Oil and natural gas exploration and production activities on federal lands are also subject to NEPA. NEPA requires federal agencies, including the Department of Interior, to evaluate major agency actions having the potential to significantly impact the environment. In the course of such evaluations, an agency will prepare an environmental assessment that assesses impacts that are “reasonably foreseeable” and have a “reasonably close causal relationship” to the agency action under review and, if necessary, will prepare a more detailed environmental impact statement that may be made available for public review and comment. This process, including any additional requirements or procedures that may be included in the process or litigation over the sufficiency of the process, has the potential to delay or even halt development of future oil and natural gas projects with NEPA applicability.

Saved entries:
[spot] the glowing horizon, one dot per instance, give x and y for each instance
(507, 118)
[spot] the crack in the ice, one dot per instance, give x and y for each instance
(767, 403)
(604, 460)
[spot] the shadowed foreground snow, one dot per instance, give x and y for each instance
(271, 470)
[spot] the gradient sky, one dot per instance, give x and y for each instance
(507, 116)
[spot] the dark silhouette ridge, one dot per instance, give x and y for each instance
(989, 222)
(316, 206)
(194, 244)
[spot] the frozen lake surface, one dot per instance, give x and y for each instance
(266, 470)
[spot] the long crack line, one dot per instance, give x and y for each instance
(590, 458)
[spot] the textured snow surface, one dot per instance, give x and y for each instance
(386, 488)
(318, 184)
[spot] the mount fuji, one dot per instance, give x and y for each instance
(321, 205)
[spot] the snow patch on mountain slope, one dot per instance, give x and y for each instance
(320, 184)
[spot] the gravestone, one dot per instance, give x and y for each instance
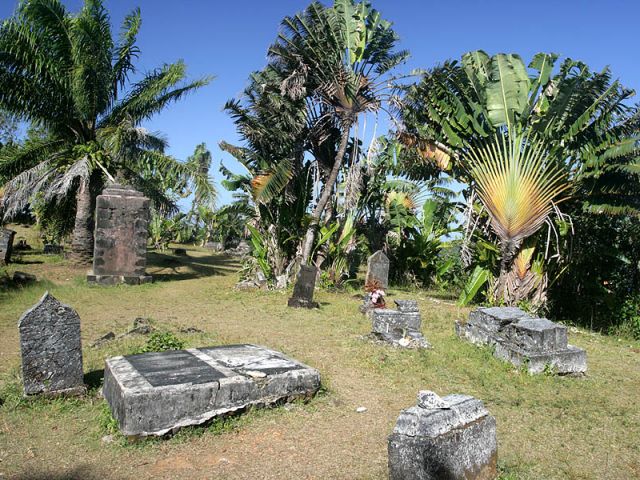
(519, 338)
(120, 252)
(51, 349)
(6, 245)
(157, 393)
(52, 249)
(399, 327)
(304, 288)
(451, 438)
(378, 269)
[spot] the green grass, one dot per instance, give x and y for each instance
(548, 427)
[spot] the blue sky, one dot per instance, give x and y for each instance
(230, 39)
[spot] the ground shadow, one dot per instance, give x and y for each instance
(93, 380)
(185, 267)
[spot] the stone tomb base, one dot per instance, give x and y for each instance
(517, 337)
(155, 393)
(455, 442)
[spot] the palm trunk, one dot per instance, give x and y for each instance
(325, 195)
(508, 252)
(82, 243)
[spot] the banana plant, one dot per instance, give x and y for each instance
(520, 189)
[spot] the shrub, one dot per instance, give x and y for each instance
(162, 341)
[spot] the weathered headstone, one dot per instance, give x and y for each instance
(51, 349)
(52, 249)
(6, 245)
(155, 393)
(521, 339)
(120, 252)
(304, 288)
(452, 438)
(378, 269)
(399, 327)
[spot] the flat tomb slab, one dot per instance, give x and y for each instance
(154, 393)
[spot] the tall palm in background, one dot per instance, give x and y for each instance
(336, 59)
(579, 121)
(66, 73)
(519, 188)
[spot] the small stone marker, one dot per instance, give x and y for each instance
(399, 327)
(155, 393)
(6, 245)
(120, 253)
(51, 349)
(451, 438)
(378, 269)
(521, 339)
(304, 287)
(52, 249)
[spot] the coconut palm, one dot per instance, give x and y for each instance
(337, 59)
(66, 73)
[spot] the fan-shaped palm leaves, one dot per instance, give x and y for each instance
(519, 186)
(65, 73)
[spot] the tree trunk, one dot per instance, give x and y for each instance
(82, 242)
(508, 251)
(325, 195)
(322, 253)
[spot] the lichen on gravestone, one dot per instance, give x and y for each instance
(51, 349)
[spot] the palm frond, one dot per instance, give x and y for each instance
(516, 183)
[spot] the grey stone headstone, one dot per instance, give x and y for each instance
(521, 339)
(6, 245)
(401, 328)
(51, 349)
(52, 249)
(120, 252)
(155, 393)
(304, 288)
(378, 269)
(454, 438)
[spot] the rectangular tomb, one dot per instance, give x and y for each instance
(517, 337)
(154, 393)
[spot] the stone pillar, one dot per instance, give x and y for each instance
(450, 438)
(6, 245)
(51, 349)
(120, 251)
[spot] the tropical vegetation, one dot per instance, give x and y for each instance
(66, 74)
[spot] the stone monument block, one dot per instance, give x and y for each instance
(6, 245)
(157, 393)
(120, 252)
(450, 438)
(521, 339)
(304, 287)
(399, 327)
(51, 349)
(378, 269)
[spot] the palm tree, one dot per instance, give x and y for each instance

Work order: Reproduce, word for word, the portion of the NEPA passage that opens with the words containing "Oil and natural gas exploration" and closes with "with NEPA applicability.". The data here were gathered from a separate source.

Task output:
Oil and natural gas exploration and production activities on federal lands are also subject to NEPA. NEPA requires federal agencies, including the Department of Interior, to evaluate major agency actions having the potential to significantly impact the environment. In the course of such evaluations, an agency will prepare an environmental assessment that assesses impacts that are “reasonably foreseeable” and have a “reasonably close causal relationship” to the agency action under review and, if necessary, will prepare a more detailed environmental impact statement that may be made available for public review and comment. This process, including any additional requirements or procedures that may be included in the process or litigation over the sufficiency of the process, has the potential to delay or even halt development of future oil and natural gas projects with NEPA applicability.